Records from a data collection
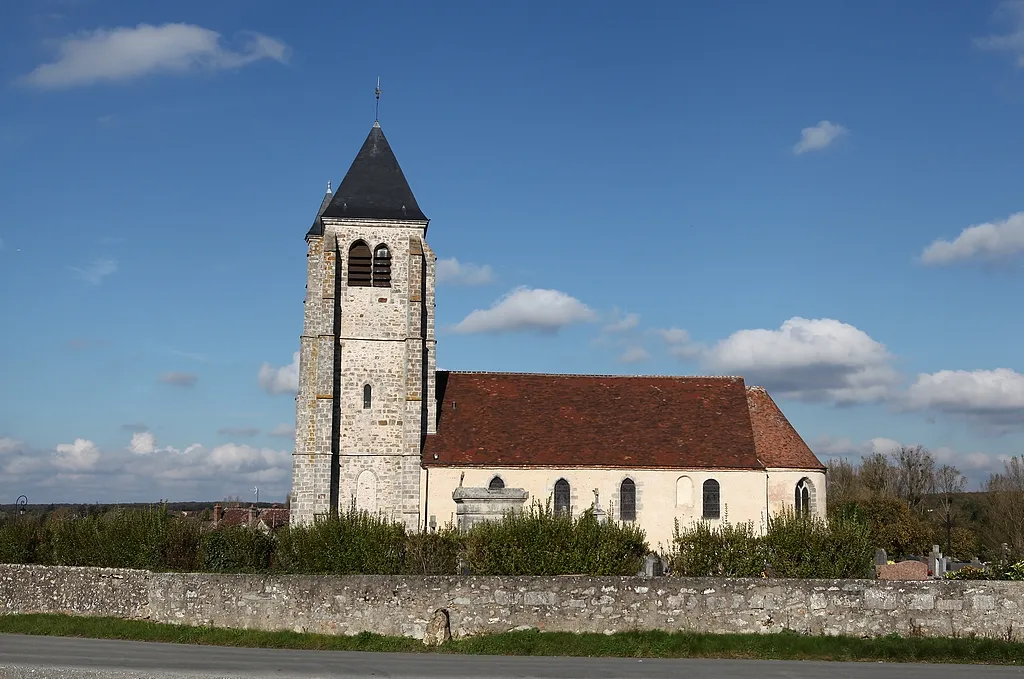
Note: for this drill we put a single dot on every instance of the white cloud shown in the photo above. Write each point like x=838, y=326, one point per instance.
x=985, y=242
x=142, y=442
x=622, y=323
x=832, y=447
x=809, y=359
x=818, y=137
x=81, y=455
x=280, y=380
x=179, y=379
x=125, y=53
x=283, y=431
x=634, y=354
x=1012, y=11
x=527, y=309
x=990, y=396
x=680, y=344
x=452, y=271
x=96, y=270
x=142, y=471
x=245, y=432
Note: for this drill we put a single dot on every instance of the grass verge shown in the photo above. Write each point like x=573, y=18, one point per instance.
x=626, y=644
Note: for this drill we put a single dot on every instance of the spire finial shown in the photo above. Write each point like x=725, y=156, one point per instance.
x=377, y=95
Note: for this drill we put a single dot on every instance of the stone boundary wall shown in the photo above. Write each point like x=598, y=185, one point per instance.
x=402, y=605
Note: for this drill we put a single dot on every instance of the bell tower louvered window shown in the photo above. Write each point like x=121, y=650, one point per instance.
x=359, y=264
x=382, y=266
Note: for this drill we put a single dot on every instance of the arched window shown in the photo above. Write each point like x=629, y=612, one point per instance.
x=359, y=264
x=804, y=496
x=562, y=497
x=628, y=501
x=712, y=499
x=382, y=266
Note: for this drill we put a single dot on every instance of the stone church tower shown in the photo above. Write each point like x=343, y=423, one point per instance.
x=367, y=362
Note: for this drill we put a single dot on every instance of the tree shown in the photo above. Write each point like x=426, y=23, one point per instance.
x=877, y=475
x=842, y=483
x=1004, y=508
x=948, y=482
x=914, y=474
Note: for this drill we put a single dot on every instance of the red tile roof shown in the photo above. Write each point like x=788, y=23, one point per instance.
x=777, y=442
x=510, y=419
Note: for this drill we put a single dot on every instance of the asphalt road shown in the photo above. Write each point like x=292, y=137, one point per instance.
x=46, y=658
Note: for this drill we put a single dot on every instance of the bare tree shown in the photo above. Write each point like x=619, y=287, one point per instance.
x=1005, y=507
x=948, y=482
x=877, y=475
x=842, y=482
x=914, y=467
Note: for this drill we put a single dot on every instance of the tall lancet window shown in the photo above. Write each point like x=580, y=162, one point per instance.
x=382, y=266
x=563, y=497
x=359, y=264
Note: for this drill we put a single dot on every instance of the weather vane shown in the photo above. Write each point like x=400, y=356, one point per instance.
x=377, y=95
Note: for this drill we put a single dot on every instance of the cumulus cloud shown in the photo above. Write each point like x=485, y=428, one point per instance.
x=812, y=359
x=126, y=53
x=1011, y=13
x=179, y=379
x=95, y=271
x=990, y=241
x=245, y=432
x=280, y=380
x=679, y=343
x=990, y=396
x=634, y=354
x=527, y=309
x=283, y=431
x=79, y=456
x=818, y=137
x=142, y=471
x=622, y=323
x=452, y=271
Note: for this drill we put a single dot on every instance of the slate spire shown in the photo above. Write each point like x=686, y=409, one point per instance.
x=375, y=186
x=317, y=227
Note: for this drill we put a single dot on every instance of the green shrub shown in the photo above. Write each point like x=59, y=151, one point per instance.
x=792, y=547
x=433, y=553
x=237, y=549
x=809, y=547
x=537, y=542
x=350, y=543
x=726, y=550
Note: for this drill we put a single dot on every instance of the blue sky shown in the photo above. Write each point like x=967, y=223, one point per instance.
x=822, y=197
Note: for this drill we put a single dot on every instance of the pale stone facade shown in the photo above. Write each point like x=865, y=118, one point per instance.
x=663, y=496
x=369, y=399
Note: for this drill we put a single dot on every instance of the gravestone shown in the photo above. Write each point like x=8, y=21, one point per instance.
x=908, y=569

## PROBLEM
The data above must be copied exactly. Leave out the pictures.

## WORKED SOLUTION
Note: for this drill we put a single dot on every instance of the white cloud shown in the photo above. Write each point like x=838, y=326, one point per instance.
x=985, y=242
x=142, y=442
x=622, y=323
x=832, y=447
x=809, y=359
x=818, y=137
x=81, y=455
x=280, y=380
x=179, y=379
x=125, y=53
x=283, y=431
x=634, y=354
x=1012, y=11
x=527, y=309
x=990, y=396
x=680, y=344
x=452, y=271
x=96, y=270
x=142, y=471
x=245, y=432
Note: for this drill we put a single dot on every instance of the grass verge shown in the photo above. Write each point like x=573, y=18, one point per instance.
x=626, y=644
Note: for this drill we put a single dot on every instance of the spire finial shown in the photo above. Write each point like x=725, y=156, one point per instance.
x=377, y=95
Note: for this drill we put a single dot on every instance of the stone boundary wall shown in the photo above. Write each point like x=598, y=185, one point per instance.
x=402, y=605
Note: for this drill we put a single dot on every instance of the bell tower louvered window shown in the photo above. Write each point like x=121, y=650, one point per instance.
x=359, y=264
x=382, y=266
Note: for this drill we put a single dot on every instance of the arched window shown in the photo above. Write each point like x=629, y=612, one point per instance.
x=359, y=264
x=804, y=496
x=562, y=497
x=628, y=501
x=712, y=499
x=382, y=266
Note: for this drill we put a single dot on every instance of the stone church tower shown in the photo above. Write each point like x=343, y=423, one point per instance.
x=367, y=362
Note: for this drill we put a single dot on every instance of the tree shown in the photo above. Write each point like x=426, y=23, one point per instance.
x=877, y=475
x=842, y=483
x=1004, y=508
x=948, y=482
x=914, y=474
Note: for this drill we put a single dot on every instance of the red tile roof shown in the photo above. Write each point like x=788, y=23, one point per instance.
x=777, y=442
x=510, y=419
Note: for this drill we put a single dot on every instance of the asphalt road shown in the photo above. Write each point like x=292, y=137, one point per instance.
x=46, y=658
Note: for this drill we put a single dot on every instance of the bare tree shown in the photo above. Write each point like x=619, y=287, one point per instance.
x=1005, y=507
x=948, y=482
x=877, y=475
x=842, y=482
x=914, y=467
Note: for this drill we put a single dot on every instance of the tall lancet window shown in the photo above. Write each point like x=580, y=162, one point per instance.
x=382, y=266
x=563, y=497
x=359, y=264
Note: for this drill we put a single dot on every instance of the weather vane shown in the photo above. Write each point like x=400, y=356, one point per instance.
x=377, y=95
Note: for this drill we put a single dot on every instance of the cumulus cloud shown in the photo above. Write each point like x=485, y=428, one point per instance.
x=812, y=359
x=126, y=53
x=1011, y=13
x=179, y=379
x=95, y=271
x=990, y=241
x=245, y=432
x=280, y=380
x=679, y=343
x=990, y=396
x=634, y=354
x=527, y=309
x=283, y=431
x=79, y=456
x=818, y=137
x=142, y=471
x=622, y=323
x=452, y=271
Note: for this drill we put a single dot on every instance of the slate spire shown in the photo above. Write each point like x=686, y=409, one point per instance.
x=375, y=186
x=317, y=227
Note: for this drill we put a single dot on every instance of the green shrub shown in the photo above. Write each point like x=59, y=151, one point per instance.
x=792, y=547
x=433, y=553
x=237, y=549
x=809, y=547
x=537, y=542
x=350, y=543
x=726, y=550
Note: for this drill we put a single dot on every instance of the blue sky shown in the photo above. Write each point like x=967, y=223, one point per instance.
x=822, y=197
Note: for this drill we put a single dot on every instance of the pale stone facade shown in the photo above. Write each point like x=865, y=118, one point per instance.
x=663, y=496
x=369, y=399
Note: for this drill we put a single dot on every instance of the gravestone shown in the photo above. Write each point like x=8, y=21, one point per instance.
x=908, y=569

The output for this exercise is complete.